# Is The Hobbit a prequel or a precursor?



## blur (Feb 17, 2011)

Read the article linked, and have your say.

http://kingunderthemountain.com/2011/02/17/when-is-a-prequel-not-a-prequel/


----------



## Peeping-Tom (Feb 17, 2011)

A agree, with the term "prequel" for the Hobbit movie, for three reasons :

1) Peter Jackson released the LOTR trilogy first.
2) The movies are only "based" on Tolkiens Books with a lot of changes, and not a word-for-word adaptation.
3) The Hobbit-movie contains, so much more than just "There and back again". It also includes a lot from the Appendix's of the LOTR, to make it a "bridge" to the Fellowship-movie.

You can not say the same of the books, of course.

It's difficult to compare the movies and the books. I some instances, it's like two different stories. Probably, the same for the Hobbit-book (There and back again) and the Hobbit-movie.

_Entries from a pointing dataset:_
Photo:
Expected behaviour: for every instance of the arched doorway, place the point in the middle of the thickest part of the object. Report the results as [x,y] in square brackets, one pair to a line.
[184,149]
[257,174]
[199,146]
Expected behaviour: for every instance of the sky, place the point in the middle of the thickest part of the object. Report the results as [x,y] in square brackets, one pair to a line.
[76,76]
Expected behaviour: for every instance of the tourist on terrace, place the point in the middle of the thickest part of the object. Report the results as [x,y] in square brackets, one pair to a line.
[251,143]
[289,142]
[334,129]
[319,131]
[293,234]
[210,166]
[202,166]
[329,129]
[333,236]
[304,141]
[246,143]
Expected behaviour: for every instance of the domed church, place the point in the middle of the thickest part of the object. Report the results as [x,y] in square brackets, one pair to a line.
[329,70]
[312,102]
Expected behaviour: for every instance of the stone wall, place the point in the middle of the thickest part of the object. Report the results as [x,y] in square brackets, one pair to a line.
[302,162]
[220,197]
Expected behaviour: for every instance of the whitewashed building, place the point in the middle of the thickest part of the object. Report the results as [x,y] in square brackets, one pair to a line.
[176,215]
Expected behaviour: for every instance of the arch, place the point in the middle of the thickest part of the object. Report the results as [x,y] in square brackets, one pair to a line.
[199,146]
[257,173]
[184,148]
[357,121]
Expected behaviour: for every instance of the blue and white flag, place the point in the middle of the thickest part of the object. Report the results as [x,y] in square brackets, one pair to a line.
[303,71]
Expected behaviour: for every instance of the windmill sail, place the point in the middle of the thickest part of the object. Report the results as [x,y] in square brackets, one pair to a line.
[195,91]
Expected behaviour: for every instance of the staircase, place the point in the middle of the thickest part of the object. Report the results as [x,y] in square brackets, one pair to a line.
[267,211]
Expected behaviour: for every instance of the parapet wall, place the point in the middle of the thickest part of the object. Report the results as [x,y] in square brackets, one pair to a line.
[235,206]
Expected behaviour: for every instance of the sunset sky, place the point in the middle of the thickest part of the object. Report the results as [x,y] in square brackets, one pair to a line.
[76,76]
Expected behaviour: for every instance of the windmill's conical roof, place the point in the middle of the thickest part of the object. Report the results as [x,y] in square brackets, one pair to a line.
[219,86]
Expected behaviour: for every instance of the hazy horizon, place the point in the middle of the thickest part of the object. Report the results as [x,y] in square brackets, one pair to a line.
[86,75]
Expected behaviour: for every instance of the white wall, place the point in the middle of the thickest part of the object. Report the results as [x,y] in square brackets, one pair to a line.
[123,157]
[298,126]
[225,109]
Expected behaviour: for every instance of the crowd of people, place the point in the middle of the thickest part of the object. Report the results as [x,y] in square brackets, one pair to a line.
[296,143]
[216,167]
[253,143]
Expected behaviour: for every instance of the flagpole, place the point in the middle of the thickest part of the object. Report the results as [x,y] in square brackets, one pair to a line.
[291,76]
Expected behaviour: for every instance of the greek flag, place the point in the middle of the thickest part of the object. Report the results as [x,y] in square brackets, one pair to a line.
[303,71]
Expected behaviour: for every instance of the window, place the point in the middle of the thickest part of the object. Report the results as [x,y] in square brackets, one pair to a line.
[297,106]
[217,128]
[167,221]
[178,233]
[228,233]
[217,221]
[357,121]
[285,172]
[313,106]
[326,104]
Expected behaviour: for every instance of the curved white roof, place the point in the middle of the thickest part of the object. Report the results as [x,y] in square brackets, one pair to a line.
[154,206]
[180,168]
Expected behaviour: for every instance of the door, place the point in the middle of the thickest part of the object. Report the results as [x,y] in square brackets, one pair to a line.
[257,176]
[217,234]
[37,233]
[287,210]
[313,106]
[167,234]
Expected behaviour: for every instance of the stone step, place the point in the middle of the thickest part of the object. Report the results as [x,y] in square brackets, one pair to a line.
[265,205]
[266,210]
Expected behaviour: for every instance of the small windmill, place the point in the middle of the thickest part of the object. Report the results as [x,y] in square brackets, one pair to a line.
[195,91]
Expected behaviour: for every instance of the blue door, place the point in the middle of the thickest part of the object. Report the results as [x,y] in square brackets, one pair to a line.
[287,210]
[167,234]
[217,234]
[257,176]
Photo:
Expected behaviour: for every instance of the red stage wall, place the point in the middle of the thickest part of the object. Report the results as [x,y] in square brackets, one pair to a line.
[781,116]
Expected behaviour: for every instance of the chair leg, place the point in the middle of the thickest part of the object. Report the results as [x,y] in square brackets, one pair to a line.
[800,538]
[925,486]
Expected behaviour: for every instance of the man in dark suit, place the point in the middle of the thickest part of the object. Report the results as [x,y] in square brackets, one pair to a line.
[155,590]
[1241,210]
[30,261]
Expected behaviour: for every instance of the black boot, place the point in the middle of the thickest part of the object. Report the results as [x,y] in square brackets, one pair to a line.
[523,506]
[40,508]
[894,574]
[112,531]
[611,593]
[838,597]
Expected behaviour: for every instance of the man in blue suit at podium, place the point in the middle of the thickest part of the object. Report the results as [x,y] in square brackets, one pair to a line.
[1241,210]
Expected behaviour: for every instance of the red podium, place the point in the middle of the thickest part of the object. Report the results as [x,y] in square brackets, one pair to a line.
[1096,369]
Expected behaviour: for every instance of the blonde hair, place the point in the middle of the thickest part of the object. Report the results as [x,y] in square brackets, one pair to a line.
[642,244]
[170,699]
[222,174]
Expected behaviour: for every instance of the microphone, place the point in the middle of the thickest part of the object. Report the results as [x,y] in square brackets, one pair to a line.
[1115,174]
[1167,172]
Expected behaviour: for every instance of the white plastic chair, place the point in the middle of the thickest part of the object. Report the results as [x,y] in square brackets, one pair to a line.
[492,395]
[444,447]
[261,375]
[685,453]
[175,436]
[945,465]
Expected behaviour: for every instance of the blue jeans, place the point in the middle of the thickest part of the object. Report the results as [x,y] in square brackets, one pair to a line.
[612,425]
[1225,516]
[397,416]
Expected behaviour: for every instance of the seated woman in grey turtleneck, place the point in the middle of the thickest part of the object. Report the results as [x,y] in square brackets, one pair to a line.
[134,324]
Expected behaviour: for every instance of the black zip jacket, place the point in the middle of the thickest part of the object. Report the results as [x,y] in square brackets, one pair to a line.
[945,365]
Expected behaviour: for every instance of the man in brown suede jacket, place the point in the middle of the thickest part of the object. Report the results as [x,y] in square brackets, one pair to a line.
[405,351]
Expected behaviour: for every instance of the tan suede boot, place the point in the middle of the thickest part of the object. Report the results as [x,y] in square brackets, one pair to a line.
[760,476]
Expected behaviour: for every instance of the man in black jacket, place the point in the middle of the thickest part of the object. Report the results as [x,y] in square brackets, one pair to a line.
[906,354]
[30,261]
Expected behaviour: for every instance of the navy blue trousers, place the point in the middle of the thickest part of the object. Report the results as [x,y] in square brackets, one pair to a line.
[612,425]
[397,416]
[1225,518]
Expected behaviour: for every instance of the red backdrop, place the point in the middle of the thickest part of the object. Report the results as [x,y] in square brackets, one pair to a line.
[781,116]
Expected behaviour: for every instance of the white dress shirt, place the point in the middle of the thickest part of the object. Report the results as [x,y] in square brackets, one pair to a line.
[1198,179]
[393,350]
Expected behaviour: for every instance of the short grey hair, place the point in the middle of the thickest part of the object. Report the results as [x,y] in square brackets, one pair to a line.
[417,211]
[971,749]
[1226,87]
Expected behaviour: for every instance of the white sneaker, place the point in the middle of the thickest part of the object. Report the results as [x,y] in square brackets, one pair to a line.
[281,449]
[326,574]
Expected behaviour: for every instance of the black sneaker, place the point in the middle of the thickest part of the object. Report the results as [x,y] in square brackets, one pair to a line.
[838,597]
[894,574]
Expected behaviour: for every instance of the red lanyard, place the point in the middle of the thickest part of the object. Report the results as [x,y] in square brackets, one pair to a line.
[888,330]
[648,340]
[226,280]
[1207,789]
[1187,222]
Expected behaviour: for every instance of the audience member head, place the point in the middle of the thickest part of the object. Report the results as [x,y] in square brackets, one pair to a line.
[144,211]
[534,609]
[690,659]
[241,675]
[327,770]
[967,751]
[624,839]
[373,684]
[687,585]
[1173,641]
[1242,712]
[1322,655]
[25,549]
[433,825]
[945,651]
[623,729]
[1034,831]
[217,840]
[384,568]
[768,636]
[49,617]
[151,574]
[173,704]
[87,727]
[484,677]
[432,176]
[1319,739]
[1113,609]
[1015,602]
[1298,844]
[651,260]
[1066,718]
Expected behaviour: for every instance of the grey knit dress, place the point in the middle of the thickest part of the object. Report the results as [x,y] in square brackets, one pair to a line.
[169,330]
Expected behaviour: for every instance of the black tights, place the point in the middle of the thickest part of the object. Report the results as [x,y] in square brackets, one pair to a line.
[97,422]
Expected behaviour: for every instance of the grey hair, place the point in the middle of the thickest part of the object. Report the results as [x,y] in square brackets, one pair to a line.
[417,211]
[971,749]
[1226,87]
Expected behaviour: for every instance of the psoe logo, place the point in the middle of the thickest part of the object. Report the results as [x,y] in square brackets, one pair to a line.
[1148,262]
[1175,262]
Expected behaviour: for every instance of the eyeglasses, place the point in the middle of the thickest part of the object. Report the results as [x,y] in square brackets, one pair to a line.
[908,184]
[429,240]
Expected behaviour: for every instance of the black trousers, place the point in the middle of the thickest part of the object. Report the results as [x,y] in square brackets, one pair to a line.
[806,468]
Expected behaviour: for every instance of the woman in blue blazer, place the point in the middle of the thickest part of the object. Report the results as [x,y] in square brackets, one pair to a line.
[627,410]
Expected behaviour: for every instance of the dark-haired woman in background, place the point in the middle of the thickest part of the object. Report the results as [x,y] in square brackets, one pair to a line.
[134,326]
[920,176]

_Set task 1:_ Reproduce the portion of the Hobbit prequel thread between "## Peeping-Tom (Feb" and "and the Hobbit-movie.", inclusive.
_Set task 2:_ Carry the Hobbit prequel thread forward from the point at which it stops.

_Exercise response 1:_
## Peeping-Tom (Feb 17, 2011)

A agree, with the term "prequel" for the Hobbit movie, for three reasons :

1) Peter Jackson released the LOTR trilogy first.
2) The movies are only "based" on Tolkiens Books with a lot of changes, and not a word-for-word adaptation.
3) The Hobbit-movie contains, so much more than just "There and back again". It also includes a lot from the Appendix's of the LOTR, to make it a "bridge" to the Fellowship-movie.

You can not say the same of the books, of course.

It's difficult to compare the movies and the books. I some instances, it's like two different stories. Probably, the same for the Hobbit-book (There and back again) and the Hobbit-movie.

_Exercise response 2:_
----------



## Thorin (Feb 19, 2011)

I agree, as far as the movies go, that the Hobbit is a prequel.
However, in terms of the books, it is simply one of many stories which include the Lord of the Rings in the historic epic tale of Middle Earth, a 'continuing saga', if you will, of the history of Middle Earth in the Third Age as told first in the Hobbit and then in LoTR.


----------



## Bucky (Feb 23, 2011)

Who cares......

Semantics....

Just MAKE THE DAMNED THING ALREADY!!!!!!!!!!!!!

Rant over.....

Return to your regularly scheduled pointless discussion. ;*)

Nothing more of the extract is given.